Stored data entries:
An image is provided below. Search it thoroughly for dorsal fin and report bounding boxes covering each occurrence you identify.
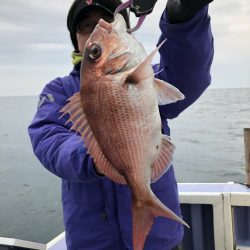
[154,78,185,105]
[59,92,127,184]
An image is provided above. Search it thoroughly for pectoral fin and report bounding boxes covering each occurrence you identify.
[151,135,175,182]
[59,92,127,184]
[154,78,185,105]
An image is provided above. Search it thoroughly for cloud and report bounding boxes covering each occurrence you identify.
[0,0,250,95]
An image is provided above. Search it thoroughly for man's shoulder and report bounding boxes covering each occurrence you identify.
[41,69,80,103]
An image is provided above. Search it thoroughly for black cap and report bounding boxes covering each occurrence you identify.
[67,0,130,51]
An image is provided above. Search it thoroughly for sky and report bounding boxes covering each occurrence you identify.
[0,0,250,96]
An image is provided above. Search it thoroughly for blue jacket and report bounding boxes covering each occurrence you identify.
[29,8,213,250]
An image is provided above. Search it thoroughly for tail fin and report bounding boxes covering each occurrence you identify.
[132,193,189,250]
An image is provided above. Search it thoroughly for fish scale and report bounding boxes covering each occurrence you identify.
[60,14,188,250]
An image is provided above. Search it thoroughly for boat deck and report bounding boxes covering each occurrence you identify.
[0,183,250,250]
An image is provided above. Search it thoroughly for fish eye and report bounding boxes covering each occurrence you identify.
[88,43,102,60]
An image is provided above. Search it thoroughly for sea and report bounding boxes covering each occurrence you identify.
[0,88,250,243]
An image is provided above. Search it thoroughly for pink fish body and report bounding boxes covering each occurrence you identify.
[61,14,187,250]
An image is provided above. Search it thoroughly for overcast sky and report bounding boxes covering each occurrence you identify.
[0,0,250,96]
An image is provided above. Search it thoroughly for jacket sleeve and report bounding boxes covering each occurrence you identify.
[28,78,103,182]
[154,7,214,119]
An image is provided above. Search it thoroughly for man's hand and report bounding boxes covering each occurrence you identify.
[167,0,213,23]
[130,0,157,17]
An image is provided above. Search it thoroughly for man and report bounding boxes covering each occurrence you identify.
[29,0,213,250]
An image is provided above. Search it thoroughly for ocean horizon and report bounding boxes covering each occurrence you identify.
[0,88,250,243]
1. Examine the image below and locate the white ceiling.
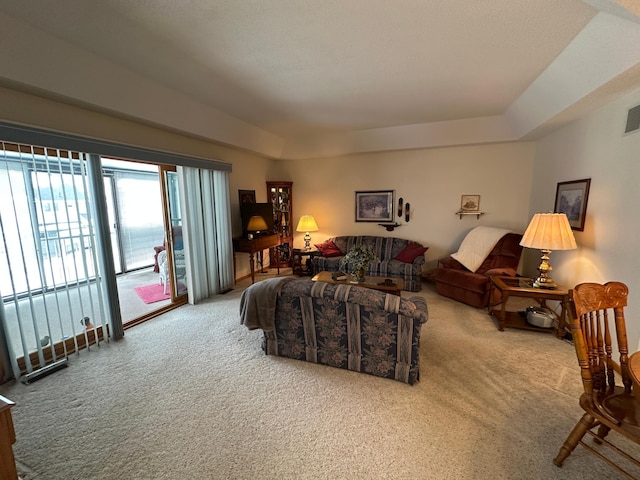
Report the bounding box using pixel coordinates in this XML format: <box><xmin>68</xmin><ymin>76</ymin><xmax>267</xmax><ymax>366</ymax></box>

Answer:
<box><xmin>0</xmin><ymin>0</ymin><xmax>640</xmax><ymax>158</ymax></box>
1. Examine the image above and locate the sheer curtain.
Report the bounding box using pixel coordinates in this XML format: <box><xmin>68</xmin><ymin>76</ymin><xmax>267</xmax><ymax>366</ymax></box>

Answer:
<box><xmin>177</xmin><ymin>167</ymin><xmax>234</xmax><ymax>304</ymax></box>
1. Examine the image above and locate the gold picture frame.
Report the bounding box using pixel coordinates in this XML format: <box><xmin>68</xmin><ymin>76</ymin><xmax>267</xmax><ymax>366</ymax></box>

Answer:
<box><xmin>460</xmin><ymin>195</ymin><xmax>480</xmax><ymax>212</ymax></box>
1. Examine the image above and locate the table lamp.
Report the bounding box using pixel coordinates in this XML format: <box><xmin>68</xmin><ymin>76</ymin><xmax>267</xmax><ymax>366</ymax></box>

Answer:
<box><xmin>520</xmin><ymin>213</ymin><xmax>578</xmax><ymax>289</ymax></box>
<box><xmin>247</xmin><ymin>215</ymin><xmax>269</xmax><ymax>240</ymax></box>
<box><xmin>296</xmin><ymin>215</ymin><xmax>318</xmax><ymax>250</ymax></box>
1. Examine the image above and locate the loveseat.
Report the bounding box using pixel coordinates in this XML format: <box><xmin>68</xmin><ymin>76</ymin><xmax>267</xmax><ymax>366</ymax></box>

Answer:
<box><xmin>435</xmin><ymin>227</ymin><xmax>522</xmax><ymax>308</ymax></box>
<box><xmin>240</xmin><ymin>277</ymin><xmax>428</xmax><ymax>384</ymax></box>
<box><xmin>312</xmin><ymin>236</ymin><xmax>427</xmax><ymax>292</ymax></box>
<box><xmin>263</xmin><ymin>279</ymin><xmax>428</xmax><ymax>384</ymax></box>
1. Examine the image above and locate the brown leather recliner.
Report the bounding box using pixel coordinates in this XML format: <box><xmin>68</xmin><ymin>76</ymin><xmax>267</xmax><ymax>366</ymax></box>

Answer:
<box><xmin>435</xmin><ymin>233</ymin><xmax>522</xmax><ymax>308</ymax></box>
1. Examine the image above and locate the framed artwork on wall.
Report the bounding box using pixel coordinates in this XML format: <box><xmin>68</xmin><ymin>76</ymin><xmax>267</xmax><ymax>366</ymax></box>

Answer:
<box><xmin>553</xmin><ymin>178</ymin><xmax>591</xmax><ymax>232</ymax></box>
<box><xmin>356</xmin><ymin>190</ymin><xmax>394</xmax><ymax>222</ymax></box>
<box><xmin>460</xmin><ymin>195</ymin><xmax>480</xmax><ymax>212</ymax></box>
<box><xmin>238</xmin><ymin>190</ymin><xmax>256</xmax><ymax>205</ymax></box>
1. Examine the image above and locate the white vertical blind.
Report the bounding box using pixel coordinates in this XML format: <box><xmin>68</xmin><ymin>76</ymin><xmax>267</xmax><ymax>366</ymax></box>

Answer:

__Written request__:
Please return each line of the entries above that contains the word "white".

__Output of the exercise__:
1. Examine the image below and locate the white ceiling.
1. Examine the image above and locate the white vertical blind.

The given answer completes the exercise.